Records for this exercise Block Start

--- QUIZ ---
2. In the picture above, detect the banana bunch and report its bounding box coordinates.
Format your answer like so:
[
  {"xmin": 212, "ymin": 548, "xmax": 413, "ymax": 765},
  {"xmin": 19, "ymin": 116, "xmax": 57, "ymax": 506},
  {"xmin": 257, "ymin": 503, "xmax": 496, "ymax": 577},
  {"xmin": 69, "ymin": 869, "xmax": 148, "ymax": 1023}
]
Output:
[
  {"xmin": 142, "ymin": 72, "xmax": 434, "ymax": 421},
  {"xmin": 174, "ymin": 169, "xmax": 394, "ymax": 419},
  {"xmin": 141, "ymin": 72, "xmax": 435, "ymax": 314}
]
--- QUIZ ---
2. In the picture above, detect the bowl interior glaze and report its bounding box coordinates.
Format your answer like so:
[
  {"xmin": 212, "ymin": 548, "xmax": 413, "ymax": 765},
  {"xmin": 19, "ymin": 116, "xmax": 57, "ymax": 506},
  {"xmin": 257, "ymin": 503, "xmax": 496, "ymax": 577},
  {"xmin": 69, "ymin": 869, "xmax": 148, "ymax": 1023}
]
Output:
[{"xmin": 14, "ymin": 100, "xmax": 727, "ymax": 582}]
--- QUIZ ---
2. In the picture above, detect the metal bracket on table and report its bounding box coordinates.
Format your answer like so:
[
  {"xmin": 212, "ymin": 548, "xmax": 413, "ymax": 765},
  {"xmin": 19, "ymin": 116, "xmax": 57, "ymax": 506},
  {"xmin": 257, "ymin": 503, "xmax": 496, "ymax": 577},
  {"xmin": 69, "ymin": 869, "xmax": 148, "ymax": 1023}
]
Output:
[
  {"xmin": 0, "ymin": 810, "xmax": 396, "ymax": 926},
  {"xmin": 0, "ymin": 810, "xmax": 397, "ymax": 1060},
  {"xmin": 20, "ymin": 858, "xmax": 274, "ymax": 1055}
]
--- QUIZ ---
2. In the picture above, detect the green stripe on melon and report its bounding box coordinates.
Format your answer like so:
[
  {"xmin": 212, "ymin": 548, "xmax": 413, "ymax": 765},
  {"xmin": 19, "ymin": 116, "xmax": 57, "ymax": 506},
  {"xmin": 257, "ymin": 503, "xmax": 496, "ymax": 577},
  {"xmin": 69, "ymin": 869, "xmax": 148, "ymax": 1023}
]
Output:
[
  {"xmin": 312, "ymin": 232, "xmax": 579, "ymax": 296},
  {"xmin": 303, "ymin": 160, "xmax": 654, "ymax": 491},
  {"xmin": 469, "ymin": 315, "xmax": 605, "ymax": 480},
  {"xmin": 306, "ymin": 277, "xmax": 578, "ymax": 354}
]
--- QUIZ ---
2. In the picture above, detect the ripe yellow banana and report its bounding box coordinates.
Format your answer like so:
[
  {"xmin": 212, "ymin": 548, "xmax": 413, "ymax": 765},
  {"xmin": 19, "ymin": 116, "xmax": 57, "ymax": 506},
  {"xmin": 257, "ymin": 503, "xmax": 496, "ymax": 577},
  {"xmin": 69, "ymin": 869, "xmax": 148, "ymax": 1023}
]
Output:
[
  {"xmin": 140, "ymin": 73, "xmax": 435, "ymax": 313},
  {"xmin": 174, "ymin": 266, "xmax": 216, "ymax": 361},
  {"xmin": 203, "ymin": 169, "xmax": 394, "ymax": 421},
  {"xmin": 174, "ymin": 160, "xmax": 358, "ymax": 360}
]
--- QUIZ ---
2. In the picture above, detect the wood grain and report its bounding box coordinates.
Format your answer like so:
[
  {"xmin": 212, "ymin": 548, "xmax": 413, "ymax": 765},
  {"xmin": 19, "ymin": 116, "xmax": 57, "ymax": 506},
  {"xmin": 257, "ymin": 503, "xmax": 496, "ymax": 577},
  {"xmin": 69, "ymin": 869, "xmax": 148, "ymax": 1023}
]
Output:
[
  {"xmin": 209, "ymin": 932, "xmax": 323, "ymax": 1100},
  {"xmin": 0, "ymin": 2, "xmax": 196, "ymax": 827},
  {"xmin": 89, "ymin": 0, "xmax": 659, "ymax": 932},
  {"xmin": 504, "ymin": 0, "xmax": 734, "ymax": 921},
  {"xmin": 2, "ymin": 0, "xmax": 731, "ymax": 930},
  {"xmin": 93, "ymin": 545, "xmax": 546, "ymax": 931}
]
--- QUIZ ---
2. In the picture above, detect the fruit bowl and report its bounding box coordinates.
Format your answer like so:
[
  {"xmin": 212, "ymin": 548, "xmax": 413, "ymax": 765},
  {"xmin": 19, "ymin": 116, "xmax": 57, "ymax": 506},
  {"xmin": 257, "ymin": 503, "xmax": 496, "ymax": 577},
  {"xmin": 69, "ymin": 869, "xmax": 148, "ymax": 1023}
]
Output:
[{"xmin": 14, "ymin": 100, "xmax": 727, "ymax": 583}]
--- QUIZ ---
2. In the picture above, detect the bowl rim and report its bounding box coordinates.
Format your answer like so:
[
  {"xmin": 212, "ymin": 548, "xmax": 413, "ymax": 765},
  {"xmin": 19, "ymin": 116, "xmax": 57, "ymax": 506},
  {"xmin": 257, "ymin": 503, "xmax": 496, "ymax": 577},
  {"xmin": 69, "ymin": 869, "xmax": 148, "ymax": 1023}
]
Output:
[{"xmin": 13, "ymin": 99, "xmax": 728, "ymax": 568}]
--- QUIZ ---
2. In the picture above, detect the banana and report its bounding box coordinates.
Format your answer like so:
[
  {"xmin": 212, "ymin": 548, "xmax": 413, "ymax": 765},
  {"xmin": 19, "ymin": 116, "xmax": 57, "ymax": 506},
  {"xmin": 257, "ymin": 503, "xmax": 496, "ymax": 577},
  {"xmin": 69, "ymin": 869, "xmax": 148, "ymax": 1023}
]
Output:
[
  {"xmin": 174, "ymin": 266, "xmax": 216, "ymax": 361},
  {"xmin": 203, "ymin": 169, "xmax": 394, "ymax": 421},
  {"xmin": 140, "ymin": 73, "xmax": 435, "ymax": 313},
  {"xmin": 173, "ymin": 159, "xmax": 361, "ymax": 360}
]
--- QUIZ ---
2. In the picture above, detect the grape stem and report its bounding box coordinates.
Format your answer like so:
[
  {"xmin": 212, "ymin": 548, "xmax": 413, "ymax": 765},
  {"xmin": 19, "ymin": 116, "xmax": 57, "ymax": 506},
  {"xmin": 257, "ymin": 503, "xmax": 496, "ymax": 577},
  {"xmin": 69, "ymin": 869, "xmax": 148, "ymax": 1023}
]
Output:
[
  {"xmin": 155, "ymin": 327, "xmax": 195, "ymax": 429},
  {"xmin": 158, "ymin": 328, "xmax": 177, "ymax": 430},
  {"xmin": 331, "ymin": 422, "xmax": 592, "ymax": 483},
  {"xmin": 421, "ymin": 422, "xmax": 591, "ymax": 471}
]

Records for this exercise Block End

What is being asked = What is wanted is an exact copy of the data.

Result =
--- QUIZ ---
2. In the picture above, detect the banana bunch and report its bounding box coordinates.
Format your answer like so:
[
  {"xmin": 212, "ymin": 548, "xmax": 413, "ymax": 765},
  {"xmin": 19, "ymin": 116, "xmax": 57, "ymax": 506},
  {"xmin": 257, "ymin": 503, "xmax": 496, "ymax": 577},
  {"xmin": 69, "ymin": 869, "xmax": 148, "ymax": 1023}
]
Output:
[
  {"xmin": 142, "ymin": 72, "xmax": 434, "ymax": 421},
  {"xmin": 174, "ymin": 169, "xmax": 394, "ymax": 419},
  {"xmin": 141, "ymin": 72, "xmax": 435, "ymax": 314}
]
--- QUIZ ---
2. In the picture above, detect the bowl interior glaze and report its bounding box coordinates.
Format your answer like so:
[
  {"xmin": 212, "ymin": 548, "xmax": 413, "ymax": 765},
  {"xmin": 19, "ymin": 116, "xmax": 57, "ymax": 506},
  {"xmin": 257, "ymin": 503, "xmax": 496, "ymax": 577},
  {"xmin": 69, "ymin": 869, "xmax": 148, "ymax": 1023}
]
Output:
[{"xmin": 14, "ymin": 100, "xmax": 727, "ymax": 582}]
--- QUIZ ---
2. In the picture above, detect the metal bracket on table and report its bounding box coordinates.
Format your answer like so:
[
  {"xmin": 212, "ymin": 548, "xmax": 413, "ymax": 765},
  {"xmin": 19, "ymin": 116, "xmax": 57, "ymax": 506},
  {"xmin": 257, "ymin": 503, "xmax": 496, "ymax": 577},
  {"xmin": 69, "ymin": 869, "xmax": 148, "ymax": 1023}
]
Output:
[
  {"xmin": 0, "ymin": 810, "xmax": 396, "ymax": 926},
  {"xmin": 0, "ymin": 810, "xmax": 397, "ymax": 1060},
  {"xmin": 20, "ymin": 858, "xmax": 274, "ymax": 1055}
]
--- QUIZ ---
2. In the picture above, detect the green stripe on melon and report its bounding box coordinates.
Format your answer like so:
[
  {"xmin": 212, "ymin": 548, "xmax": 413, "ymax": 765},
  {"xmin": 19, "ymin": 116, "xmax": 57, "ymax": 506},
  {"xmin": 257, "ymin": 503, "xmax": 496, "ymax": 577},
  {"xmin": 69, "ymin": 869, "xmax": 148, "ymax": 1023}
]
Output:
[
  {"xmin": 312, "ymin": 232, "xmax": 579, "ymax": 296},
  {"xmin": 303, "ymin": 160, "xmax": 654, "ymax": 491},
  {"xmin": 469, "ymin": 315, "xmax": 605, "ymax": 480},
  {"xmin": 306, "ymin": 277, "xmax": 578, "ymax": 354}
]
--- QUIZ ---
2. In the picture above, detect the ripe yellow banana and report its bounding box coordinates.
Format your answer like so:
[
  {"xmin": 212, "ymin": 548, "xmax": 413, "ymax": 765},
  {"xmin": 19, "ymin": 116, "xmax": 57, "ymax": 506},
  {"xmin": 257, "ymin": 503, "xmax": 496, "ymax": 577},
  {"xmin": 69, "ymin": 869, "xmax": 148, "ymax": 1023}
]
Output:
[
  {"xmin": 140, "ymin": 73, "xmax": 435, "ymax": 313},
  {"xmin": 174, "ymin": 266, "xmax": 216, "ymax": 361},
  {"xmin": 203, "ymin": 169, "xmax": 394, "ymax": 421},
  {"xmin": 174, "ymin": 160, "xmax": 358, "ymax": 360}
]
--- QUIZ ---
2. In the picture above, detect the wood grain and report its bounding box coordinates.
Format your answer like so:
[
  {"xmin": 212, "ymin": 548, "xmax": 413, "ymax": 765},
  {"xmin": 19, "ymin": 116, "xmax": 57, "ymax": 506},
  {"xmin": 257, "ymin": 503, "xmax": 496, "ymax": 577},
  {"xmin": 69, "ymin": 869, "xmax": 148, "ymax": 1023}
]
Output:
[
  {"xmin": 209, "ymin": 932, "xmax": 323, "ymax": 1100},
  {"xmin": 0, "ymin": 2, "xmax": 196, "ymax": 827},
  {"xmin": 89, "ymin": 0, "xmax": 659, "ymax": 932},
  {"xmin": 504, "ymin": 0, "xmax": 734, "ymax": 921},
  {"xmin": 2, "ymin": 0, "xmax": 731, "ymax": 930},
  {"xmin": 93, "ymin": 545, "xmax": 546, "ymax": 931}
]
--- QUIZ ---
2. In the picture above, detect the fruit bowl and report its bounding box coordinates.
Format your answer like so:
[
  {"xmin": 212, "ymin": 548, "xmax": 413, "ymax": 765},
  {"xmin": 19, "ymin": 116, "xmax": 57, "ymax": 506},
  {"xmin": 257, "ymin": 503, "xmax": 496, "ymax": 577},
  {"xmin": 69, "ymin": 869, "xmax": 148, "ymax": 1023}
]
Output:
[{"xmin": 14, "ymin": 100, "xmax": 727, "ymax": 583}]
--- QUIZ ---
2. In the picture above, detect the bowl rim and report its bounding box coordinates.
Format your answer like so:
[
  {"xmin": 212, "ymin": 548, "xmax": 413, "ymax": 765},
  {"xmin": 19, "ymin": 116, "xmax": 57, "ymax": 506},
  {"xmin": 257, "ymin": 503, "xmax": 496, "ymax": 577},
  {"xmin": 69, "ymin": 869, "xmax": 148, "ymax": 1023}
]
Output:
[{"xmin": 13, "ymin": 99, "xmax": 728, "ymax": 568}]
--- QUIZ ---
2. In the picture above, detect the banana and report its bounding box coordinates.
Format your answer like so:
[
  {"xmin": 212, "ymin": 548, "xmax": 413, "ymax": 765},
  {"xmin": 19, "ymin": 116, "xmax": 57, "ymax": 506},
  {"xmin": 257, "ymin": 503, "xmax": 496, "ymax": 577},
  {"xmin": 69, "ymin": 869, "xmax": 148, "ymax": 1023}
]
Output:
[
  {"xmin": 174, "ymin": 266, "xmax": 216, "ymax": 361},
  {"xmin": 203, "ymin": 169, "xmax": 394, "ymax": 421},
  {"xmin": 140, "ymin": 73, "xmax": 435, "ymax": 313},
  {"xmin": 173, "ymin": 159, "xmax": 361, "ymax": 360}
]
--- QUIZ ---
2. In the picture above, detect the grape stem and report its bounding box coordinates.
Format your answer like so:
[
  {"xmin": 212, "ymin": 548, "xmax": 413, "ymax": 765},
  {"xmin": 19, "ymin": 116, "xmax": 57, "ymax": 506},
  {"xmin": 257, "ymin": 503, "xmax": 496, "ymax": 577},
  {"xmin": 69, "ymin": 869, "xmax": 148, "ymax": 1023}
]
Output:
[
  {"xmin": 155, "ymin": 327, "xmax": 195, "ymax": 429},
  {"xmin": 158, "ymin": 328, "xmax": 177, "ymax": 430},
  {"xmin": 331, "ymin": 422, "xmax": 592, "ymax": 483},
  {"xmin": 421, "ymin": 422, "xmax": 591, "ymax": 471}
]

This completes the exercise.